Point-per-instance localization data
- - -

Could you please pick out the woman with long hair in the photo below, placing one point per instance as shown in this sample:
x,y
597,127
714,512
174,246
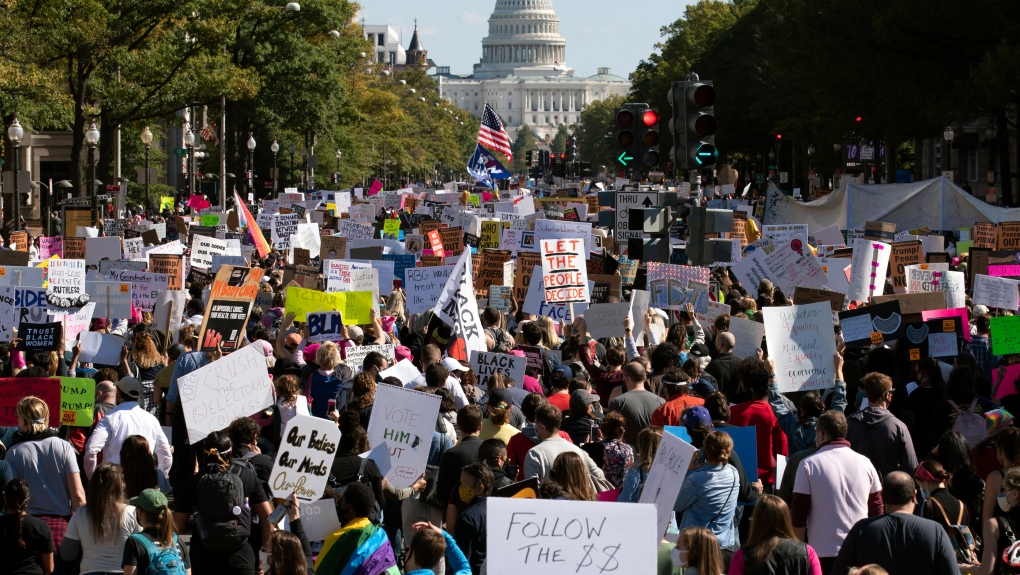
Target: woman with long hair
x,y
26,541
648,445
771,545
144,362
157,536
139,468
697,553
570,472
48,464
98,530
708,497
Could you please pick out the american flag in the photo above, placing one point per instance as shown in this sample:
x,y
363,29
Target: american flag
x,y
493,135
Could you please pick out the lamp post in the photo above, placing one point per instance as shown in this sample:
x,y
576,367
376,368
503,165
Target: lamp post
x,y
92,139
949,136
275,175
251,162
147,141
15,133
190,144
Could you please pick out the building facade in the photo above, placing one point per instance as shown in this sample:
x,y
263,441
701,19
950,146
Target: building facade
x,y
522,72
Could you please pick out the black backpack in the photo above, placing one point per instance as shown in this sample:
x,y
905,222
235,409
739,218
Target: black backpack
x,y
222,521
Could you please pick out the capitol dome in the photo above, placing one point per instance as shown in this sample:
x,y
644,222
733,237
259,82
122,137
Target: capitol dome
x,y
523,40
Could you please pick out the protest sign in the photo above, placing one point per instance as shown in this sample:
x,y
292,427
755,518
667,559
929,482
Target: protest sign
x,y
666,477
565,275
75,323
405,419
40,336
304,458
748,334
868,268
486,364
801,342
102,349
606,320
232,386
223,324
1005,335
541,537
325,326
78,399
12,389
996,293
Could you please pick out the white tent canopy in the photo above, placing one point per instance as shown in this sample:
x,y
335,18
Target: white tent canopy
x,y
937,204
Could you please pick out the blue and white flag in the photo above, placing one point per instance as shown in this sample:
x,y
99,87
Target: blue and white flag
x,y
485,167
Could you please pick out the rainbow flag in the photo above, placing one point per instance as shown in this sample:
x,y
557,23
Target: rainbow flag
x,y
246,219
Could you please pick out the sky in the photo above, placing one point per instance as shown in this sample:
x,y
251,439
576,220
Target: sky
x,y
597,34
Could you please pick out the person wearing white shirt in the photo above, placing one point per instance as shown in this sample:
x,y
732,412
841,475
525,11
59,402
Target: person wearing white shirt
x,y
125,420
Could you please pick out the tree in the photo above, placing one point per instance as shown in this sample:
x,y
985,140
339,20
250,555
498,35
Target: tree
x,y
523,144
559,143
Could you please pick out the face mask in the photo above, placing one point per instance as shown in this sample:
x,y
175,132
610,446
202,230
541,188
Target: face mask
x,y
1004,501
679,558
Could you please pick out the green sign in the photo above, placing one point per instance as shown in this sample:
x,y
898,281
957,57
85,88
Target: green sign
x,y
78,398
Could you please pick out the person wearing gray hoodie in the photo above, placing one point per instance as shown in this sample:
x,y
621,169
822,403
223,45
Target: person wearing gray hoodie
x,y
876,433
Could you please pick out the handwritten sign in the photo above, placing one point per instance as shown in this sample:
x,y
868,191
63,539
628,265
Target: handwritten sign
x,y
78,399
404,419
801,342
232,386
304,458
565,278
552,537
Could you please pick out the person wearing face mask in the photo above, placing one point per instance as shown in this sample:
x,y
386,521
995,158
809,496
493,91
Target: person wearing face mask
x,y
358,539
899,540
697,553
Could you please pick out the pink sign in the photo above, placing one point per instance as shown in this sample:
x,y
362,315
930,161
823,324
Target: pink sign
x,y
1008,385
960,313
1004,270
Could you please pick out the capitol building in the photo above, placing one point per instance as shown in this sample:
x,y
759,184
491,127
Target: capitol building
x,y
522,72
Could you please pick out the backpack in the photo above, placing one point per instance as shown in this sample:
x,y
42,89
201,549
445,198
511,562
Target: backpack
x,y
223,520
162,561
971,425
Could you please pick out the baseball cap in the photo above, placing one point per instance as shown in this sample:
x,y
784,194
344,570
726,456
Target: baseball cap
x,y
500,399
563,371
696,416
580,399
699,350
150,501
453,365
130,386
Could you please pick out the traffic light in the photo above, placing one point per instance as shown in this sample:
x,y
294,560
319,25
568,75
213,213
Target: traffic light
x,y
626,141
648,137
693,124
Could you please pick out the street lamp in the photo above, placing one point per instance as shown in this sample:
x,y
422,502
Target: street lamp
x,y
147,141
15,133
92,139
275,177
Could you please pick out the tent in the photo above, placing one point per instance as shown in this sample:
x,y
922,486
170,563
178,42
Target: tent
x,y
937,204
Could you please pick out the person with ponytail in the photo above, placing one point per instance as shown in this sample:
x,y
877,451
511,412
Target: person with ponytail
x,y
708,497
99,530
157,543
26,540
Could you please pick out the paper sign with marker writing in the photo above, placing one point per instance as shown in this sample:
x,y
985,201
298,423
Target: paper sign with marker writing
x,y
304,458
666,477
801,342
553,537
405,419
232,386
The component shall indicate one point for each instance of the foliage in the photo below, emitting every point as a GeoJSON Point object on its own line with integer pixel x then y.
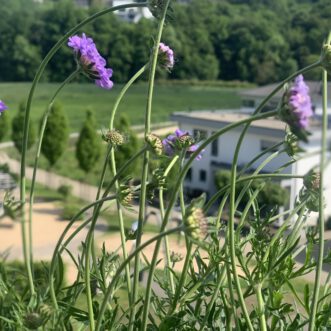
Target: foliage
{"type": "Point", "coordinates": [17, 129]}
{"type": "Point", "coordinates": [4, 126]}
{"type": "Point", "coordinates": [88, 147]}
{"type": "Point", "coordinates": [129, 148]}
{"type": "Point", "coordinates": [56, 134]}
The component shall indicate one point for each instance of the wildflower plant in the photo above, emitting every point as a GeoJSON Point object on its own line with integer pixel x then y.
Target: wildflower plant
{"type": "Point", "coordinates": [228, 277]}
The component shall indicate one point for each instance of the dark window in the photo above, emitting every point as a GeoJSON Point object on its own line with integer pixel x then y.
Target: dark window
{"type": "Point", "coordinates": [199, 134]}
{"type": "Point", "coordinates": [203, 175]}
{"type": "Point", "coordinates": [265, 144]}
{"type": "Point", "coordinates": [214, 147]}
{"type": "Point", "coordinates": [248, 103]}
{"type": "Point", "coordinates": [189, 175]}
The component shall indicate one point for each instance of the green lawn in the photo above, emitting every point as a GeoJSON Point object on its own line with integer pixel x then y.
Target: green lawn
{"type": "Point", "coordinates": [76, 98]}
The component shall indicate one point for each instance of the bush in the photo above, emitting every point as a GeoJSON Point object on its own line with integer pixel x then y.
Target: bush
{"type": "Point", "coordinates": [70, 210]}
{"type": "Point", "coordinates": [65, 191]}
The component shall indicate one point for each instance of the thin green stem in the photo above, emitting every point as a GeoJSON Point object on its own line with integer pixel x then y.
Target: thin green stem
{"type": "Point", "coordinates": [57, 249]}
{"type": "Point", "coordinates": [319, 264]}
{"type": "Point", "coordinates": [122, 93]}
{"type": "Point", "coordinates": [114, 171]}
{"type": "Point", "coordinates": [261, 307]}
{"type": "Point", "coordinates": [36, 79]}
{"type": "Point", "coordinates": [121, 224]}
{"type": "Point", "coordinates": [89, 240]}
{"type": "Point", "coordinates": [36, 161]}
{"type": "Point", "coordinates": [166, 241]}
{"type": "Point", "coordinates": [144, 176]}
{"type": "Point", "coordinates": [122, 267]}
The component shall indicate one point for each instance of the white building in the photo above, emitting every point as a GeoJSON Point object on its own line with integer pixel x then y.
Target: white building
{"type": "Point", "coordinates": [261, 135]}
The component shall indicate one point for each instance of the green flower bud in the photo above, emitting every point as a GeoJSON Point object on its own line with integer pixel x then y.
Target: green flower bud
{"type": "Point", "coordinates": [113, 137]}
{"type": "Point", "coordinates": [326, 58]}
{"type": "Point", "coordinates": [33, 320]}
{"type": "Point", "coordinates": [176, 257]}
{"type": "Point", "coordinates": [291, 144]}
{"type": "Point", "coordinates": [154, 143]}
{"type": "Point", "coordinates": [312, 180]}
{"type": "Point", "coordinates": [195, 222]}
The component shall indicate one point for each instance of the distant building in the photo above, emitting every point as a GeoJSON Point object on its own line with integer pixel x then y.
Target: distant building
{"type": "Point", "coordinates": [261, 135]}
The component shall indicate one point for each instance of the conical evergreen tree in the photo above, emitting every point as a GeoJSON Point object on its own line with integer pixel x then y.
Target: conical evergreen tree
{"type": "Point", "coordinates": [88, 147]}
{"type": "Point", "coordinates": [18, 127]}
{"type": "Point", "coordinates": [56, 134]}
{"type": "Point", "coordinates": [4, 125]}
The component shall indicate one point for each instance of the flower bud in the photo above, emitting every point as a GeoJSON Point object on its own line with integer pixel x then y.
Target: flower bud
{"type": "Point", "coordinates": [326, 58]}
{"type": "Point", "coordinates": [312, 180]}
{"type": "Point", "coordinates": [176, 257]}
{"type": "Point", "coordinates": [195, 222]}
{"type": "Point", "coordinates": [291, 144]}
{"type": "Point", "coordinates": [113, 137]}
{"type": "Point", "coordinates": [154, 143]}
{"type": "Point", "coordinates": [33, 320]}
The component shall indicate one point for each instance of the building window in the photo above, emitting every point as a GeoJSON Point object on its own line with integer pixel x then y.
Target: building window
{"type": "Point", "coordinates": [214, 147]}
{"type": "Point", "coordinates": [203, 175]}
{"type": "Point", "coordinates": [265, 144]}
{"type": "Point", "coordinates": [248, 103]}
{"type": "Point", "coordinates": [199, 134]}
{"type": "Point", "coordinates": [189, 175]}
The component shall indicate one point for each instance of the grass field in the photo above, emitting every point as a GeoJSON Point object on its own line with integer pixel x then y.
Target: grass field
{"type": "Point", "coordinates": [76, 98]}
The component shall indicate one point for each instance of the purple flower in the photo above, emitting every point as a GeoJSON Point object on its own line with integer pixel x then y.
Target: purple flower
{"type": "Point", "coordinates": [91, 62]}
{"type": "Point", "coordinates": [3, 107]}
{"type": "Point", "coordinates": [177, 142]}
{"type": "Point", "coordinates": [166, 55]}
{"type": "Point", "coordinates": [296, 108]}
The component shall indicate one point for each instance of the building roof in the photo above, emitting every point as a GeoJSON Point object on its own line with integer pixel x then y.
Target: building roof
{"type": "Point", "coordinates": [220, 118]}
{"type": "Point", "coordinates": [315, 88]}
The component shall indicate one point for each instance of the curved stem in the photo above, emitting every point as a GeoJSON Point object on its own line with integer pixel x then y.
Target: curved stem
{"type": "Point", "coordinates": [104, 198]}
{"type": "Point", "coordinates": [114, 171]}
{"type": "Point", "coordinates": [36, 161]}
{"type": "Point", "coordinates": [122, 93]}
{"type": "Point", "coordinates": [166, 241]}
{"type": "Point", "coordinates": [144, 176]}
{"type": "Point", "coordinates": [122, 267]}
{"type": "Point", "coordinates": [36, 79]}
{"type": "Point", "coordinates": [319, 264]}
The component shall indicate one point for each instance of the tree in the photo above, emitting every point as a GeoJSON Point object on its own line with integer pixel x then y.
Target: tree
{"type": "Point", "coordinates": [18, 127]}
{"type": "Point", "coordinates": [56, 134]}
{"type": "Point", "coordinates": [88, 147]}
{"type": "Point", "coordinates": [4, 125]}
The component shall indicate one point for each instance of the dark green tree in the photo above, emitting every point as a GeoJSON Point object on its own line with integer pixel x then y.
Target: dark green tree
{"type": "Point", "coordinates": [18, 127]}
{"type": "Point", "coordinates": [88, 147]}
{"type": "Point", "coordinates": [56, 134]}
{"type": "Point", "coordinates": [4, 125]}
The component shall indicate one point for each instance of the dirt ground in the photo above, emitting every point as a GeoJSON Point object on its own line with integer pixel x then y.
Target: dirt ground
{"type": "Point", "coordinates": [47, 228]}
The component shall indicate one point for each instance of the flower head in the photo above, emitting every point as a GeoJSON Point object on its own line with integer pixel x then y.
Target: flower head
{"type": "Point", "coordinates": [179, 141]}
{"type": "Point", "coordinates": [296, 108]}
{"type": "Point", "coordinates": [326, 58]}
{"type": "Point", "coordinates": [3, 107]}
{"type": "Point", "coordinates": [154, 143]}
{"type": "Point", "coordinates": [166, 56]}
{"type": "Point", "coordinates": [91, 62]}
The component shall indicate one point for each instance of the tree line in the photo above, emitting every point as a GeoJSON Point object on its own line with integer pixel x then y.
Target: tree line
{"type": "Point", "coordinates": [247, 40]}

- - -

*WHAT THIS TASK INVOLVES:*
From the entries above, return exactly the line containing "of the thin", the line containing "of the white", and all lines between, and nothing else.

*ANSWER FOR THE TASK:*
The component shall indicate one point for each instance of the thin green stem in the photo above, emitting every point as a GeoJSON Point object on its own line with integer pixel x then y.
Target: thin green stem
{"type": "Point", "coordinates": [57, 249]}
{"type": "Point", "coordinates": [319, 264]}
{"type": "Point", "coordinates": [122, 93]}
{"type": "Point", "coordinates": [114, 171]}
{"type": "Point", "coordinates": [261, 307]}
{"type": "Point", "coordinates": [36, 79]}
{"type": "Point", "coordinates": [121, 224]}
{"type": "Point", "coordinates": [89, 240]}
{"type": "Point", "coordinates": [36, 161]}
{"type": "Point", "coordinates": [166, 241]}
{"type": "Point", "coordinates": [144, 176]}
{"type": "Point", "coordinates": [122, 267]}
The component shall indicate one point for each instance of the white building in the photo above, emitting every point as a GeoJSON Point object on its own line with integer pixel x then y.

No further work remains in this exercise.